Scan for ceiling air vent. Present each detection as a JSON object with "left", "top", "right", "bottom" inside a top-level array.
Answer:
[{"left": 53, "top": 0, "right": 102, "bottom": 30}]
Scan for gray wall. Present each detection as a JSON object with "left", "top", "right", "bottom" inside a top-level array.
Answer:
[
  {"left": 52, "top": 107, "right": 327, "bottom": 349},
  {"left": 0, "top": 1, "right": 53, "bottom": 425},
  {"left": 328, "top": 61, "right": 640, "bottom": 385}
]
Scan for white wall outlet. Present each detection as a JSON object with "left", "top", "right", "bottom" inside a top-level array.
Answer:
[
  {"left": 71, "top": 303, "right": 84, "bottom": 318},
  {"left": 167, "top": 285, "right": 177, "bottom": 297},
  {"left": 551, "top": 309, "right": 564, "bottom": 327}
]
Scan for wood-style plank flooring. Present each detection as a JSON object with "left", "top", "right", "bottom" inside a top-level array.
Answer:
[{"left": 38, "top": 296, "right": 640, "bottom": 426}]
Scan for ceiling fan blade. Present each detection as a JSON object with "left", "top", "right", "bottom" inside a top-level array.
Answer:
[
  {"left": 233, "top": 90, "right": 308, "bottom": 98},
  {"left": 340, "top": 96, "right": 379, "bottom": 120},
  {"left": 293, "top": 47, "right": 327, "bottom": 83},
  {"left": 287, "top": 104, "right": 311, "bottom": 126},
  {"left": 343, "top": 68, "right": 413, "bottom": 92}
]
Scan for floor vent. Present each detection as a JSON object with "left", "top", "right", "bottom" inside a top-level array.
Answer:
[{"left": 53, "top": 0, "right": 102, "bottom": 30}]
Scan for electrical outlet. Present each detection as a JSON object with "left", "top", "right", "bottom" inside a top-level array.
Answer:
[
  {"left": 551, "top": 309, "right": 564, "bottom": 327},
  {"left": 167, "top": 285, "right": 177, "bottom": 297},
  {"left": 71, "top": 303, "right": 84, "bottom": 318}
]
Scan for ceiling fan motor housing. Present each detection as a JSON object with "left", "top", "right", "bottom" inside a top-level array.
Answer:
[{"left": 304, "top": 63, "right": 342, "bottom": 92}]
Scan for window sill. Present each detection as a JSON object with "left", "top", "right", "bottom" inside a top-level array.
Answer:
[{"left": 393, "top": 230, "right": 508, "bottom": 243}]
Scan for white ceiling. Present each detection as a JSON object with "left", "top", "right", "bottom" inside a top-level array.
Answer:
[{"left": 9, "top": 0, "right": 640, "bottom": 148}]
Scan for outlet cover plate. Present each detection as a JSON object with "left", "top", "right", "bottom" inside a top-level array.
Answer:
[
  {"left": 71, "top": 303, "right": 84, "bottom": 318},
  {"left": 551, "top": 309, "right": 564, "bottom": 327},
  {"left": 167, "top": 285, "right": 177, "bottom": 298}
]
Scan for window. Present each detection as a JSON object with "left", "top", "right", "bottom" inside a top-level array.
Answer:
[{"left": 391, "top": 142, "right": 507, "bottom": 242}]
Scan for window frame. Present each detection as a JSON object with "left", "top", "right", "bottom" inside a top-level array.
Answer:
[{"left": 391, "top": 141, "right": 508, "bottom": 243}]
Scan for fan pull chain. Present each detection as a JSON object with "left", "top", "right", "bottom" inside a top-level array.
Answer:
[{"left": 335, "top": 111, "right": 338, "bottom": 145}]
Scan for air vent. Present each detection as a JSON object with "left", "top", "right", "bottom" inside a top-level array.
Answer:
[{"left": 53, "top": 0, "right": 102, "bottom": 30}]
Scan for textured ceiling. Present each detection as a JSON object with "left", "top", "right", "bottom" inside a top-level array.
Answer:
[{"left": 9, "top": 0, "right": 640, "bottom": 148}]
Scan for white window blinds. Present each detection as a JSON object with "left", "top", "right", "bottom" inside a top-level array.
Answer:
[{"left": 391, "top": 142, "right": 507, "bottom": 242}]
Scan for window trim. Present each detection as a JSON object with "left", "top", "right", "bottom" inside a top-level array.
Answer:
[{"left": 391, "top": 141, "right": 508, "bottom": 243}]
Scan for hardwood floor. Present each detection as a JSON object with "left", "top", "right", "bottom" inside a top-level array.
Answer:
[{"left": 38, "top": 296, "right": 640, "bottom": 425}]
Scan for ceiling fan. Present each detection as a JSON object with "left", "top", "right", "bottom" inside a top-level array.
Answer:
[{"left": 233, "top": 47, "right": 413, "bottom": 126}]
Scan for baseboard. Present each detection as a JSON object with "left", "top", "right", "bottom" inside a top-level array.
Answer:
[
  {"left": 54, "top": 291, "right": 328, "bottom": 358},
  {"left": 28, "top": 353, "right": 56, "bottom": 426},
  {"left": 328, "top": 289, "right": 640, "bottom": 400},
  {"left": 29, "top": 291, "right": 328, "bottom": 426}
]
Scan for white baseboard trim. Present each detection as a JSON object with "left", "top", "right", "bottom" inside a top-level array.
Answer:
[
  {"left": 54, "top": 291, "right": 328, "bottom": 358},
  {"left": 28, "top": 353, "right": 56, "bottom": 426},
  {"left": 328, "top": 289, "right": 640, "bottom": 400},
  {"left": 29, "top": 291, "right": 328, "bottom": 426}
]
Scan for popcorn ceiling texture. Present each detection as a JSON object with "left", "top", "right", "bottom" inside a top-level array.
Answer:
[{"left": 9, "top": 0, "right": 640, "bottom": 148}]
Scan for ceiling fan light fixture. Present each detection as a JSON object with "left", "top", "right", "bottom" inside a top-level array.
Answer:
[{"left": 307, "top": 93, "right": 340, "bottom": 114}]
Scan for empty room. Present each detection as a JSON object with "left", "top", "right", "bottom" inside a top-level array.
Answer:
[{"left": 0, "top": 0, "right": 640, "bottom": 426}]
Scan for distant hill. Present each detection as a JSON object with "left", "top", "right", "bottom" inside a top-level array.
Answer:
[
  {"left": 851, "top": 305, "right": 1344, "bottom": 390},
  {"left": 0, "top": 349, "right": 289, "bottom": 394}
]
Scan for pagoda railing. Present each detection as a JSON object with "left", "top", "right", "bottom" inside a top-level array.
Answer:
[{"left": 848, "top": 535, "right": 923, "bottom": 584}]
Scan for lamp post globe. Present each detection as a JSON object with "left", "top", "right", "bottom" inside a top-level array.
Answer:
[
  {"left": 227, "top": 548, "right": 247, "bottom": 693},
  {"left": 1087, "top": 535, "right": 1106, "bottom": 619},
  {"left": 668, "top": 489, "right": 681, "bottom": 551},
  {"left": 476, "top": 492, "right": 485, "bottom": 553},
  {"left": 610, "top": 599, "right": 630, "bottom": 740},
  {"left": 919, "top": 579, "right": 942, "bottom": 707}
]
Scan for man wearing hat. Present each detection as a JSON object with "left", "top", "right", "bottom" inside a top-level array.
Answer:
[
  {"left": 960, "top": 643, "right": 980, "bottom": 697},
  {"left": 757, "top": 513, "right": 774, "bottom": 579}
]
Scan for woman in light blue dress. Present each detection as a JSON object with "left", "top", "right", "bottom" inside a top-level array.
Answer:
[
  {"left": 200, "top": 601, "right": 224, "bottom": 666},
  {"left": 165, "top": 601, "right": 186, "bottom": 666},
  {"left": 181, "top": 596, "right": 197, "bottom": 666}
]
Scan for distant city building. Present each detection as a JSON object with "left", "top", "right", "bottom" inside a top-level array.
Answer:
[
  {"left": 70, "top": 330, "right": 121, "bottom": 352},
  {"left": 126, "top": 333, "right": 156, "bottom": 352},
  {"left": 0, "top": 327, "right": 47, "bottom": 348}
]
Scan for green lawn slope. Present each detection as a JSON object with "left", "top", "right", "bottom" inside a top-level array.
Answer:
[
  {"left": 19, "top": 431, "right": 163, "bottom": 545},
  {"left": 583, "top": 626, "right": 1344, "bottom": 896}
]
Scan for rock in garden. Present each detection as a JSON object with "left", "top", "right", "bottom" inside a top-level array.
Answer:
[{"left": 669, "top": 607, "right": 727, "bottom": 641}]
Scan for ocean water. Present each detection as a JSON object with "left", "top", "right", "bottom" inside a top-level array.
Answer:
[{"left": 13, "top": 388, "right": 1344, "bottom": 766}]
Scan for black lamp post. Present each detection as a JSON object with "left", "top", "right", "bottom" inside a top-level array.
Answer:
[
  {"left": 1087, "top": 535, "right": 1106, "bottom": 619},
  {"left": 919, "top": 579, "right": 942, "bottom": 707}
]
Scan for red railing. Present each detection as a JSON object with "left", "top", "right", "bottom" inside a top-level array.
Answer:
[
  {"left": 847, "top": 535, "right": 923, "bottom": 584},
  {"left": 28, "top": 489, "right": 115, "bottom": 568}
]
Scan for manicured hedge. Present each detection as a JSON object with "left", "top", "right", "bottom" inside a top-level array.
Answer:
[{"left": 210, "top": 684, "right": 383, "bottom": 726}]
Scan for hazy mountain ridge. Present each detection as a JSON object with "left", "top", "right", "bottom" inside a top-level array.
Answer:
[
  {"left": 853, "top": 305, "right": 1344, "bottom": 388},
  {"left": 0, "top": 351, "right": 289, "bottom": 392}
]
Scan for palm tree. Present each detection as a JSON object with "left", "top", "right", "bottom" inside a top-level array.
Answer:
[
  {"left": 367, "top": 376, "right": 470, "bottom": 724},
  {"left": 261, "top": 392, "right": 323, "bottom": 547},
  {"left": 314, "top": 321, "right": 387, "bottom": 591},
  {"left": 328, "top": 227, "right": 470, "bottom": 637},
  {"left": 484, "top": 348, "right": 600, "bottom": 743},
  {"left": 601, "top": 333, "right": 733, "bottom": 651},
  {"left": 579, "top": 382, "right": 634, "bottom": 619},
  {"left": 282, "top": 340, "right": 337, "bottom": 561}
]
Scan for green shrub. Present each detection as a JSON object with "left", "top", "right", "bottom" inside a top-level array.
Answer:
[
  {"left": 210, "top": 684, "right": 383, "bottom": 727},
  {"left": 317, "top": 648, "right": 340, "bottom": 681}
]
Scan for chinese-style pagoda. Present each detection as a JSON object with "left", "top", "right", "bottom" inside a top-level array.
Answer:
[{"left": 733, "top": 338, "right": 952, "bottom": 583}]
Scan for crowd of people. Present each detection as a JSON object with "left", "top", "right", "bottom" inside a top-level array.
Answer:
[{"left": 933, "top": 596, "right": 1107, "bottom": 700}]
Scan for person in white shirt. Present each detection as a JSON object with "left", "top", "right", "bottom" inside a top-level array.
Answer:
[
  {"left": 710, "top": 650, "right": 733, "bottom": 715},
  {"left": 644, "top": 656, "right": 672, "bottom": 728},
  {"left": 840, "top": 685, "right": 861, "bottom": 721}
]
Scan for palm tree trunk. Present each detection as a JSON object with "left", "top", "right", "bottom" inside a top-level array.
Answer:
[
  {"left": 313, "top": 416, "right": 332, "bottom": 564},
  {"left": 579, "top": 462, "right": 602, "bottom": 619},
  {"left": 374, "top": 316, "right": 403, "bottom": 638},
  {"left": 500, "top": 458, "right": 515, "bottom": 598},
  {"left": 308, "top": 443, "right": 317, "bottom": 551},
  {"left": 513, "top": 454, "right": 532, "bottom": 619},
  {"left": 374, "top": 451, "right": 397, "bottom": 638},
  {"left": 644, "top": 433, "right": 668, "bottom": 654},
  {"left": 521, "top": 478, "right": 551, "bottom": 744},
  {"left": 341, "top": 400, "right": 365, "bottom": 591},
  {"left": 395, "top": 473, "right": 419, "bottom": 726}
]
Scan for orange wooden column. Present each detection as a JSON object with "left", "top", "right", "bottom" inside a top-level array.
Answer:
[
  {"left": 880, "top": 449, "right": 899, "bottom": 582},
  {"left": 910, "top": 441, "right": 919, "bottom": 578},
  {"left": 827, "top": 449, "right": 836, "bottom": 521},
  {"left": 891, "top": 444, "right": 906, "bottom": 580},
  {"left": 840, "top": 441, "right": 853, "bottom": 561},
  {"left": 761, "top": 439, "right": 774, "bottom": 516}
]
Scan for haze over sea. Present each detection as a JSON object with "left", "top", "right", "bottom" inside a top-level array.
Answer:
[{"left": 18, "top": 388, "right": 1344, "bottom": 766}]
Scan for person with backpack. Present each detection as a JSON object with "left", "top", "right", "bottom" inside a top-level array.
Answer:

- - - - -

Rewrite the lines from the one containing "Scan for person with" through the end of the records, changing "backpack" to "umbrella" and keeping everything else the same.

### WRITTEN ANSWER:
Scan for person with umbrella. Present each detection as a JSON object with "left", "top", "right", "bottom" inside a top-level array.
Answer:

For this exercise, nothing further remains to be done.